# What the task requires
Reproduce every record exactly as it appears, but not the pictures.

# Extracted data
---------------
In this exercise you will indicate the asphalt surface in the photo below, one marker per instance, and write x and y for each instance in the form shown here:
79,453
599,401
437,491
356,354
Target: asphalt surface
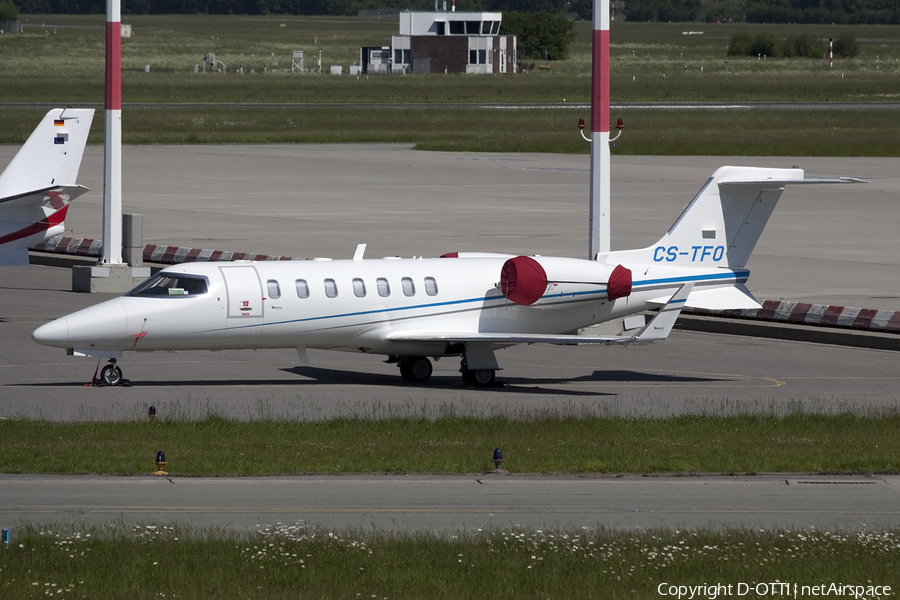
830,245
458,503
---------------
# Reply to the task
In this exercise you will indicate the asphalt surface in the photo below, one marker per instance, and write x and y for each instance in the form shown here:
79,453
599,401
437,491
356,354
Target: asphalt surface
830,245
458,503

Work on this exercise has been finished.